Task requirements: Identify each line of the material that contains the word "truck" and copy those lines out in full.

Exercise material:
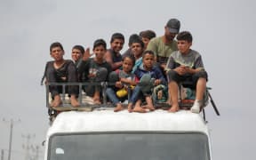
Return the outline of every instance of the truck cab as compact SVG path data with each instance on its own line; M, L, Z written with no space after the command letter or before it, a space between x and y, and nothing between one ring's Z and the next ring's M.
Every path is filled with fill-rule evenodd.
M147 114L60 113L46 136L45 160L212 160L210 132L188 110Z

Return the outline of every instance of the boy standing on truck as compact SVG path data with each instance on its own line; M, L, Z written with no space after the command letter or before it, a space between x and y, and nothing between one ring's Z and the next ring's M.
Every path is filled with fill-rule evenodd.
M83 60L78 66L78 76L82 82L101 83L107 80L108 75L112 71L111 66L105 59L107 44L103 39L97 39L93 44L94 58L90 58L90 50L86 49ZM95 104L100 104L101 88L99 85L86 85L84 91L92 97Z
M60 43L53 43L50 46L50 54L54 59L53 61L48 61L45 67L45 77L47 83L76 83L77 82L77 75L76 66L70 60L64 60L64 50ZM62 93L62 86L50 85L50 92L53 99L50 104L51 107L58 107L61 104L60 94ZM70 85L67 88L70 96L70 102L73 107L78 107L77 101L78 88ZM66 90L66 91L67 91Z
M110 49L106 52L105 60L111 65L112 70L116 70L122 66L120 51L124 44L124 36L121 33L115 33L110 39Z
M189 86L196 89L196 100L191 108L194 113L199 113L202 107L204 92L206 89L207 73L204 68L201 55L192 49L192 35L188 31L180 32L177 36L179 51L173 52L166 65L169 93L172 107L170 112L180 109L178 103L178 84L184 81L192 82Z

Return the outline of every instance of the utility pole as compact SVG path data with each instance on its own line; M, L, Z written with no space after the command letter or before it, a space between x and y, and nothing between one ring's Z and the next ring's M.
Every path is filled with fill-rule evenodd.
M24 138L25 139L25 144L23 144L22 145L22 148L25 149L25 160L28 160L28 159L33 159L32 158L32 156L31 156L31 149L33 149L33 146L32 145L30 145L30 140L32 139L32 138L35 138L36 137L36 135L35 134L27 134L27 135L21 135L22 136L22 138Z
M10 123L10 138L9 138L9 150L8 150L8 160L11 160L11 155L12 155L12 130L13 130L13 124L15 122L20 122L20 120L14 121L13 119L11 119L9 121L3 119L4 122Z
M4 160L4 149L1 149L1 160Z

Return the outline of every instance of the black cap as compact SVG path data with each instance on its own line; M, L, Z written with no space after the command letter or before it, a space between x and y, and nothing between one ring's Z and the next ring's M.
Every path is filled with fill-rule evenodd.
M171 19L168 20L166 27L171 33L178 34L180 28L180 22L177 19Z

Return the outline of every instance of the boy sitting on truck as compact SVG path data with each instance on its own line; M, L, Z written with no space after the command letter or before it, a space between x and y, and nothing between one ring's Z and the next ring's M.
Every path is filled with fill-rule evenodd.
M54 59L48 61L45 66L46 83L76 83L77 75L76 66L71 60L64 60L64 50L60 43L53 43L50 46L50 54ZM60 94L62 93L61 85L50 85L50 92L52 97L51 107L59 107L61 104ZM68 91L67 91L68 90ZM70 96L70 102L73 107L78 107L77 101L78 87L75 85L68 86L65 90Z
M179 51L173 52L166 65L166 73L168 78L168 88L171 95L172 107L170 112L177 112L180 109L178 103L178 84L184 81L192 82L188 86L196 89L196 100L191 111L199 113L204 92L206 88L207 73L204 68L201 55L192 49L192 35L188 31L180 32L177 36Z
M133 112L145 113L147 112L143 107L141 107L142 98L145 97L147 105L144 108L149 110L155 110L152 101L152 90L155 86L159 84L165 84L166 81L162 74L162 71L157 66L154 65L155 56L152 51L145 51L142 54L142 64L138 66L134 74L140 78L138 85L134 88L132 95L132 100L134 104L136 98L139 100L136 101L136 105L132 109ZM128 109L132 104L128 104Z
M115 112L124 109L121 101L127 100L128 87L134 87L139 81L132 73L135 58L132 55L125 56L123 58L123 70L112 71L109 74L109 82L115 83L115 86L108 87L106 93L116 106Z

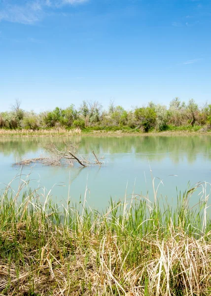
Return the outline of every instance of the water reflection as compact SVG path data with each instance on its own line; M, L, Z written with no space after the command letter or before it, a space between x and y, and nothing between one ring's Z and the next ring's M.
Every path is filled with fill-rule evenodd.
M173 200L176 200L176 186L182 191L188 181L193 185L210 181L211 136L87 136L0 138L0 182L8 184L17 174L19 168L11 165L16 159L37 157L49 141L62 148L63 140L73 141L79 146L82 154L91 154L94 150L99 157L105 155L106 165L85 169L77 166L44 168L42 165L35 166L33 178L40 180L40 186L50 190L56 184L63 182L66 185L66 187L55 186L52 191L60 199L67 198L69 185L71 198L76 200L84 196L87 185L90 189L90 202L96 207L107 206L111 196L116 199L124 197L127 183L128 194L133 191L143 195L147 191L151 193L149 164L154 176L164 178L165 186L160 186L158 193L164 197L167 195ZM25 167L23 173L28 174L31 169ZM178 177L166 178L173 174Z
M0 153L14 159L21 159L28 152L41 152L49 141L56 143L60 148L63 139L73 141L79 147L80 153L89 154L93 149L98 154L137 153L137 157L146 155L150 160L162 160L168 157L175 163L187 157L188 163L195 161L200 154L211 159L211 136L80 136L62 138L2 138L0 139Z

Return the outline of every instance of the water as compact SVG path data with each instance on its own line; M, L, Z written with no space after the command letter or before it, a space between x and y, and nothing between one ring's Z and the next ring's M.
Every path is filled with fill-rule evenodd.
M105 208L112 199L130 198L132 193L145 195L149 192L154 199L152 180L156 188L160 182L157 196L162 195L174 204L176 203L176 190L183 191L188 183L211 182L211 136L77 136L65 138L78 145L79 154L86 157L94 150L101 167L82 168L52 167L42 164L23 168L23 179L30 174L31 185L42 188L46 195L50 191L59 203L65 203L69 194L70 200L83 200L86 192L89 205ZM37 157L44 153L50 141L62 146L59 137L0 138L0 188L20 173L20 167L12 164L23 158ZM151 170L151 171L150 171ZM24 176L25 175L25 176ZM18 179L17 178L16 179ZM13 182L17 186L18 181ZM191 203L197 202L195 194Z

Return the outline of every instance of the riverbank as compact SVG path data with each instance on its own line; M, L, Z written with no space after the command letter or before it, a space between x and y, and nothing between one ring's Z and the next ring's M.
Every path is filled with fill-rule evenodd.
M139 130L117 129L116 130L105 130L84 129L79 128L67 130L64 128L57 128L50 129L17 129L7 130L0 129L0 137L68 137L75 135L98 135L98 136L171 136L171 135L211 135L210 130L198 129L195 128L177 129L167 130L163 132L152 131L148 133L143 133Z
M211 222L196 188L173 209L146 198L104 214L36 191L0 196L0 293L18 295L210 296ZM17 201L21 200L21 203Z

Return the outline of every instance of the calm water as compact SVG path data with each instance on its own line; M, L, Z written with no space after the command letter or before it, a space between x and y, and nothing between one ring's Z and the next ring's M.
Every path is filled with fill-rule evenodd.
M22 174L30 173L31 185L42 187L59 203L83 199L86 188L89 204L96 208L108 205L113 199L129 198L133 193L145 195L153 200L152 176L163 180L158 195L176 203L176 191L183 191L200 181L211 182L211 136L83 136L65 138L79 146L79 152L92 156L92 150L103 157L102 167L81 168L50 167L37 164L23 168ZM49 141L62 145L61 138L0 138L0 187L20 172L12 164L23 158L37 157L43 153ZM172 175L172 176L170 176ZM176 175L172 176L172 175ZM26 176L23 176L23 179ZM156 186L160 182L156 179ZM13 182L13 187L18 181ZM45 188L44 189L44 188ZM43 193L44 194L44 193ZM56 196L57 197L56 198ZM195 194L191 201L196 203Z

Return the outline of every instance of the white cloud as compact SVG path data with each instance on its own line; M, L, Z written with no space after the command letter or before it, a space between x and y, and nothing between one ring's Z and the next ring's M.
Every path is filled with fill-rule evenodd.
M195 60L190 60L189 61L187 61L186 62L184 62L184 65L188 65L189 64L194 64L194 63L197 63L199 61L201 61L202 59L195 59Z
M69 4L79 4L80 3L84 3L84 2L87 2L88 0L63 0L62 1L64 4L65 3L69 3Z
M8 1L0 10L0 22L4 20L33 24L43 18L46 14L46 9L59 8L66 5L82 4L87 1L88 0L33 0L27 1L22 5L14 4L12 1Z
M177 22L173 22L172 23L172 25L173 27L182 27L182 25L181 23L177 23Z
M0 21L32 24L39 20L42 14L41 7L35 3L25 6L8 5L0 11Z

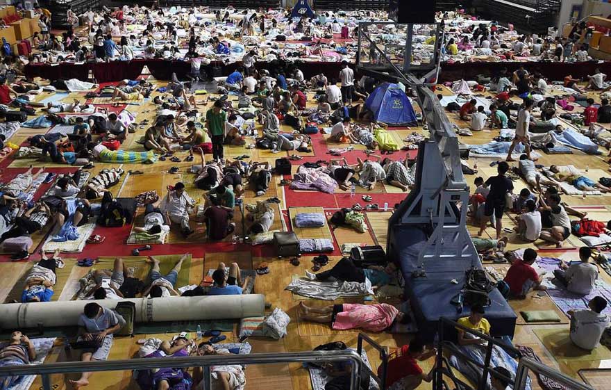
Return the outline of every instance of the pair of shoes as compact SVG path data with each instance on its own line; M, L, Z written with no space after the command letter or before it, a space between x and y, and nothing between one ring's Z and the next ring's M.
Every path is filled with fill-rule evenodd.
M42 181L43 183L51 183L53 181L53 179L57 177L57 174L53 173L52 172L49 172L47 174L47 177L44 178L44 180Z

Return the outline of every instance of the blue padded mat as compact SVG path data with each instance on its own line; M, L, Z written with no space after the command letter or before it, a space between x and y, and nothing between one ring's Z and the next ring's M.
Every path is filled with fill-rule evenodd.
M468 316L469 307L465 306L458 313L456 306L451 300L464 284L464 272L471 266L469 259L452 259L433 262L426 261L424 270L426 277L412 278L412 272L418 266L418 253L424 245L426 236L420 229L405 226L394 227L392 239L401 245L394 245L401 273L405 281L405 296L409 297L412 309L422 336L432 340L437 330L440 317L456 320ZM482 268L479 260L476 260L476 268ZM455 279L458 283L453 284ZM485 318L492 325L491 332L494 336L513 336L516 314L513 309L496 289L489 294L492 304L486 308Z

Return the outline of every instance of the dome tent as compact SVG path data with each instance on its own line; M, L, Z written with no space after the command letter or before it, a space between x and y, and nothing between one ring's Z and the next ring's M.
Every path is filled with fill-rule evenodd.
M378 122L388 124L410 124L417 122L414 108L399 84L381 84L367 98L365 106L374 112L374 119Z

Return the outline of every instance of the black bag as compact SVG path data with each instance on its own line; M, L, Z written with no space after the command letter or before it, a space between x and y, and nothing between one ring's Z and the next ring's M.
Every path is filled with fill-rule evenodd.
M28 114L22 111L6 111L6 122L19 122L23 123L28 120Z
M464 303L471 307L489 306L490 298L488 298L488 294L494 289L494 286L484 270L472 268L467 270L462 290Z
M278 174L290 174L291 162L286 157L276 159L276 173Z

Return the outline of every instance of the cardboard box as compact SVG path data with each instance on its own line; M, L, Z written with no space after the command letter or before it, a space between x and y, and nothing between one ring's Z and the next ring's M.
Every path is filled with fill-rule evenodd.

Answer:
Return the outline of every instance of the truck cab as compact SVG path data with each instance on its own line; M, L, Z written with no space after the command letter or before it, a space between x and y, and nothing between one ring's Z and the next ring's M.
Return the outline of every instance of the boy standing on truck as compact SVG path data with each instance on its own line; M, L, Z written with no space after the command letter or before it, a space between x and y, and nothing between one ring's Z and the next ring's M.
Return the outline of every instance of the boy sitting on truck as compact SVG path data with each instance on its own line; M, L, Z written with no space after the command letter or before it, a space between x and y, and nothing between one ring's Z and the next ring's M.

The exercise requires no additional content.